Document passage below:

March 20, 2020 in History

By Alexis Clark

Using white colleagues as front men, Bernard Garrett bought real estate, made millions and uplifted fellow blacks in pursuit of the American dream.

During the 1950s and ‘60s, the civil rights movement dominated the political landscape. But for Bernard Garrett, an African American born and raised in the South, the surest path to improving conditions for black Americans was by achieving economic freedom.

Garrett, unbeknownst to many, purchased at least 177 buildings, including what was considered to be the tallest structure in downtown Los Angeles in 1961, the Banker’s Building, all the while creating life-changing opportunities for African Americans.

“The only time a man is really truly rich is when he controls money,” Garrett said years later in an interview about his life.

Born in the small town of Willis, Texas, in 1922, Garrett showed a knack for business early on. He worked odd jobs, completing the 11th grade in Houston and running his own cleaning business. Garrett knew, however, he would need to leave the racial oppression of Texas if he wanted a chance to become a wealthy entrepreneur.

End of Document passage.
Source information below:

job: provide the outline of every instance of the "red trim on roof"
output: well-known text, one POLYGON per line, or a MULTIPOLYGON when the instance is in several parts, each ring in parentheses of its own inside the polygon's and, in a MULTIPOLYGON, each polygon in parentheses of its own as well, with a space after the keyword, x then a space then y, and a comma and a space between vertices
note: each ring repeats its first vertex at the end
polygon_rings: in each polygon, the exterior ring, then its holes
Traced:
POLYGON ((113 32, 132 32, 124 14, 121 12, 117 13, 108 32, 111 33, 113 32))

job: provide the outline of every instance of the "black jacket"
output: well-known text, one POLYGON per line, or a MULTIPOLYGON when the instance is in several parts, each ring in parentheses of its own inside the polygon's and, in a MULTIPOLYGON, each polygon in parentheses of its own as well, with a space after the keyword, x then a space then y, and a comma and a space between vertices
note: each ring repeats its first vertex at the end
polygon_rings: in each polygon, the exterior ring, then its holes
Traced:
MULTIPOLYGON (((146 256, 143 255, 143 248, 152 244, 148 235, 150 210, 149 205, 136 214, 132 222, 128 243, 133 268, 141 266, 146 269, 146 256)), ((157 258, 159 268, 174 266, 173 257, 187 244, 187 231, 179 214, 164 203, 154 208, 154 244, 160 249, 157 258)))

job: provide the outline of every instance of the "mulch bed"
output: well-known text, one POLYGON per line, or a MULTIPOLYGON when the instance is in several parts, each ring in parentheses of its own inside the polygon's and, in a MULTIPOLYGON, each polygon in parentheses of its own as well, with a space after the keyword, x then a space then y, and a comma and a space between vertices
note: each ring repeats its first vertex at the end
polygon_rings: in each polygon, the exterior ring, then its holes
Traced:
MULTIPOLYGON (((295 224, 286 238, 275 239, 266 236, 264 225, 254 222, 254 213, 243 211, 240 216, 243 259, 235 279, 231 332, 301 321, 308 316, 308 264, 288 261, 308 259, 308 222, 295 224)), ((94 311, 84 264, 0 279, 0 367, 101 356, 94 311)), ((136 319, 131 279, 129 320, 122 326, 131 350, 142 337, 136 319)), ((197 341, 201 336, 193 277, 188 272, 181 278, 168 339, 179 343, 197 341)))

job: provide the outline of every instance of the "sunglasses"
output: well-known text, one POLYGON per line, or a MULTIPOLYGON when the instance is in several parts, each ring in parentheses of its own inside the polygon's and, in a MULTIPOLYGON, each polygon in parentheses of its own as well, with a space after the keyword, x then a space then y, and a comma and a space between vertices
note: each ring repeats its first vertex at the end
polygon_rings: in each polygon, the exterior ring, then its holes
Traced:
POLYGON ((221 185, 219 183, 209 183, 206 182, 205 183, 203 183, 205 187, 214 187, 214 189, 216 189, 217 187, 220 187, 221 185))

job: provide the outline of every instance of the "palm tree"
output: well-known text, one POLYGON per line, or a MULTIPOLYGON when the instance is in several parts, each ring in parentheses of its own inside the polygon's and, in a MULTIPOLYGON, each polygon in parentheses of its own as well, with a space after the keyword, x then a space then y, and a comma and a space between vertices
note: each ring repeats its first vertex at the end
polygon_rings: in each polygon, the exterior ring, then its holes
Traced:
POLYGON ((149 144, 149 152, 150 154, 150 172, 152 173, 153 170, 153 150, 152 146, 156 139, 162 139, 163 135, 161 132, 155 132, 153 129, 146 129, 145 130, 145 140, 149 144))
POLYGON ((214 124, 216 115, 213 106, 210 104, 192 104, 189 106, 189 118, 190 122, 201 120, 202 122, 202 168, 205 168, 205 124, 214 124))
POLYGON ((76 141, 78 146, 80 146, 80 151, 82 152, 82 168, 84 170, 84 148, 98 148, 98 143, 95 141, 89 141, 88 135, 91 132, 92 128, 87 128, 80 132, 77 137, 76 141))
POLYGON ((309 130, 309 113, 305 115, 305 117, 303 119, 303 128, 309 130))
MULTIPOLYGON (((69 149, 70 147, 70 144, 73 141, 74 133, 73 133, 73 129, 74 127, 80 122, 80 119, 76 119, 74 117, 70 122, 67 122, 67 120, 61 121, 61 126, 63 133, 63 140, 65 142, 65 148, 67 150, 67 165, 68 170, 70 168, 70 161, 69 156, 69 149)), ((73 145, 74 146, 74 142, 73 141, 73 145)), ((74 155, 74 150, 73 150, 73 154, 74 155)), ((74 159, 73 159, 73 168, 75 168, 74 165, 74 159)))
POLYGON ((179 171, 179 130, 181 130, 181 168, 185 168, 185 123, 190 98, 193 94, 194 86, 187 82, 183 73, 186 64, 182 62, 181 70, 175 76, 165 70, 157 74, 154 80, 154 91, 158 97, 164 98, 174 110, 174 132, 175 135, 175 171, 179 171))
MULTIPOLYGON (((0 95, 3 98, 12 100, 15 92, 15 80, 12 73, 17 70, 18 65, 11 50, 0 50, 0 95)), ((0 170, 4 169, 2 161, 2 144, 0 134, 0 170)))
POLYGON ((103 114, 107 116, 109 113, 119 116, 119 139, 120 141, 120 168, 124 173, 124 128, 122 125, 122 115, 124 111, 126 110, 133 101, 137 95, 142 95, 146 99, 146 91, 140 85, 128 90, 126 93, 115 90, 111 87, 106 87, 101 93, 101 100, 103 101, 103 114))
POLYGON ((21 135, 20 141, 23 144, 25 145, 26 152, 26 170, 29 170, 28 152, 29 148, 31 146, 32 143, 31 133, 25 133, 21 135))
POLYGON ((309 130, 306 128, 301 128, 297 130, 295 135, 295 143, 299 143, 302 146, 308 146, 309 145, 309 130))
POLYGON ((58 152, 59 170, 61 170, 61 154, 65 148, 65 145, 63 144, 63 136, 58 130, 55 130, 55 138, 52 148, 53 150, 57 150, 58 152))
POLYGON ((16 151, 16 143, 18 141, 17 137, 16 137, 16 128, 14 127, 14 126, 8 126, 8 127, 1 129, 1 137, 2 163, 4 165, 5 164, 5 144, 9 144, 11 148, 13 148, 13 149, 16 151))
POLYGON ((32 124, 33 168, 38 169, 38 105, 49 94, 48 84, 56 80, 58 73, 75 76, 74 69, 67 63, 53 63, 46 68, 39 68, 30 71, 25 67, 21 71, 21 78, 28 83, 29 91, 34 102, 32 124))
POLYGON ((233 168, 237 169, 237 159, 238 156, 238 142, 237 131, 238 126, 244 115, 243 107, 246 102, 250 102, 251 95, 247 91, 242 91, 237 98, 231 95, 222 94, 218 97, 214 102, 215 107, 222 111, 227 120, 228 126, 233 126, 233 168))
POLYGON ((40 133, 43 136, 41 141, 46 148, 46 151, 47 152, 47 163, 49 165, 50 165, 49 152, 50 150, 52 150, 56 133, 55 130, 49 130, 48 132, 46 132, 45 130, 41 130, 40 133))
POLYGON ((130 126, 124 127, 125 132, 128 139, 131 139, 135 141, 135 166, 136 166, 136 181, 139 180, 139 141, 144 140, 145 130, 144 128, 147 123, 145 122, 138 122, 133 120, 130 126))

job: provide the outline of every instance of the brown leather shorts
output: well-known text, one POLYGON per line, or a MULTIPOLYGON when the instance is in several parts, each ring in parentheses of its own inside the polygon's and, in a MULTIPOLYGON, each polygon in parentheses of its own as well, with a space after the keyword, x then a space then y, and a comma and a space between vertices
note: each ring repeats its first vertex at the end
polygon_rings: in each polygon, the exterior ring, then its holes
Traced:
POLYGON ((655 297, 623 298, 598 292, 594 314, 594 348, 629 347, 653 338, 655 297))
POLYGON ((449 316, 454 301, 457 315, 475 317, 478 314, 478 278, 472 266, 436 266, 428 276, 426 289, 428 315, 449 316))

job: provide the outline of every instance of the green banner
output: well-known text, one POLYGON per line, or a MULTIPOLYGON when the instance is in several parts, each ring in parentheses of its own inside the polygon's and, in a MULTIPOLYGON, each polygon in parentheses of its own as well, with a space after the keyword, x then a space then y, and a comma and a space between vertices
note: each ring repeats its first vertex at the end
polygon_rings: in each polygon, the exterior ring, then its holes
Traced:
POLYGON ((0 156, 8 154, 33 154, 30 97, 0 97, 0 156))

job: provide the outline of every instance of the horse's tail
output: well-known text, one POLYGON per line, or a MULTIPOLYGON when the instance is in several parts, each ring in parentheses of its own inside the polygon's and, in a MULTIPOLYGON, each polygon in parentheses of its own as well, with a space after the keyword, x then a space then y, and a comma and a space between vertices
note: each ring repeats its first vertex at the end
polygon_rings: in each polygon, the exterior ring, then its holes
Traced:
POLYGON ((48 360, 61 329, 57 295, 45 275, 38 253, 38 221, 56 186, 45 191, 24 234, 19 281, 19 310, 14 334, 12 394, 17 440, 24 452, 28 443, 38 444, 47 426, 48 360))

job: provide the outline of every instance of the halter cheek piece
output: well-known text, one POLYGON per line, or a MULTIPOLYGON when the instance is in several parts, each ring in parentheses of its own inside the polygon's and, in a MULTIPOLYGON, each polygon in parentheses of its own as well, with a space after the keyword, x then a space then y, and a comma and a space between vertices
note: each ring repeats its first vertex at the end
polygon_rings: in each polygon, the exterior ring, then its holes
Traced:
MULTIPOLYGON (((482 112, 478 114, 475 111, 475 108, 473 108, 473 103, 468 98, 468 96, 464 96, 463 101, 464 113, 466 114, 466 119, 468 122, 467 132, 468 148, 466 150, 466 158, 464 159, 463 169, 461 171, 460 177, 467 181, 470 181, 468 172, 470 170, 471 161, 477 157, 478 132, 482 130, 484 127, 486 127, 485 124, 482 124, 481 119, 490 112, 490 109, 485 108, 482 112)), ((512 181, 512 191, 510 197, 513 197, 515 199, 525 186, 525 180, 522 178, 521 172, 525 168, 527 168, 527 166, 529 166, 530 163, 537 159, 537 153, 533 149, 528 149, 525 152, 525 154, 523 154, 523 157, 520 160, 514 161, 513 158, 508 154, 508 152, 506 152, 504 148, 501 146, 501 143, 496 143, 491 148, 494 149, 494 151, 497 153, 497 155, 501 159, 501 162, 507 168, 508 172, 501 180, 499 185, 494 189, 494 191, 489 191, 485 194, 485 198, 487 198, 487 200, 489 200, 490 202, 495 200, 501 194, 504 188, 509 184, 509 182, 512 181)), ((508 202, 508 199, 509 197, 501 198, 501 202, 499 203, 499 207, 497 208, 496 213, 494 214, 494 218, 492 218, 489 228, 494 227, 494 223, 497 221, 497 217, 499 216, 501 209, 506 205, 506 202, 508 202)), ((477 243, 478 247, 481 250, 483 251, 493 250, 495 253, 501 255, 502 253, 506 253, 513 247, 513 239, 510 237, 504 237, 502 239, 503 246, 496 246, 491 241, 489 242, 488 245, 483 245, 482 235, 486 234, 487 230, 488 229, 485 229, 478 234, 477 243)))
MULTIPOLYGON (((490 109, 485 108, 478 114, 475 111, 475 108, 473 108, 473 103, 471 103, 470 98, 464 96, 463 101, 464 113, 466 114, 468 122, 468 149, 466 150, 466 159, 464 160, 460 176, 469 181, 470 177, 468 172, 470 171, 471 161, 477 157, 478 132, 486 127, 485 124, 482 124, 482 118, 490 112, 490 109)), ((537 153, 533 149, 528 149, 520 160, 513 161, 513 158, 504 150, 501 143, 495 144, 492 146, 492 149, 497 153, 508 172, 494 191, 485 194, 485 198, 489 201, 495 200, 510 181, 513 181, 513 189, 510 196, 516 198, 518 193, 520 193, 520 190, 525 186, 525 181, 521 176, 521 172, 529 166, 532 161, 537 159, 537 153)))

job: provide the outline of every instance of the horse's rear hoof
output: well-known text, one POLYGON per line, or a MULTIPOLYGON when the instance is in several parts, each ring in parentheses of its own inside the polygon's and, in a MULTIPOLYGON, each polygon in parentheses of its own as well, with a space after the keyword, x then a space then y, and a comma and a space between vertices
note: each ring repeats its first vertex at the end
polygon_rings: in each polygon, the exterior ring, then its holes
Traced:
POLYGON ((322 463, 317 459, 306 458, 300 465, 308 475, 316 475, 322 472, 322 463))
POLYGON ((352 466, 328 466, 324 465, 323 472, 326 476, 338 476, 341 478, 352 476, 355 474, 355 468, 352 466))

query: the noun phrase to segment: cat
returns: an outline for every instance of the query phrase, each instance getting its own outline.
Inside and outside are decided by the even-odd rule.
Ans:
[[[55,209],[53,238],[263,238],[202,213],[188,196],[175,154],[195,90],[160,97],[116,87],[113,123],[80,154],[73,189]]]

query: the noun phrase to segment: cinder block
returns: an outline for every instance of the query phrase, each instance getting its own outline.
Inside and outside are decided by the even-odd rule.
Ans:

End of Source information.

- Problem description
Pick up the article about Bernard Garrett's real estate career from where it stops and keep writing it.

- Result of this exercise
Bernard Garrett Moves to California With Family

In a beat-up van, Garrett, his first wife Eunice, and their small children, drove to California in 1945 in pursuit of opportunity. Once in the Golden State, Garrett started another cleaning service and a business collecting wastepaper, eventually saving enough money to buy property in Los Angeles. But his pathway to wealth accelerated when he met a white real estate investor, whom Garrett formally called Mr. Barker. Barker owned an apartment building for sale in a white neighborhood that Garrett wanted to buy. And with a convincing plan, he did.

Garrett paid below asking price, because the units needed fixing up, and obtained small loans from Barker and a bank to complete the project with an agreement that Garrett would rent out the building and pay back the loans. Garrett made good on his word, accomplishing two feats: he made a profit and rented units to blacks seeking better housing in an integrated area.

Barker and Garrett decided to form a partnership investing in properties, where Barker was the face of the deals and Garrett remained invisible.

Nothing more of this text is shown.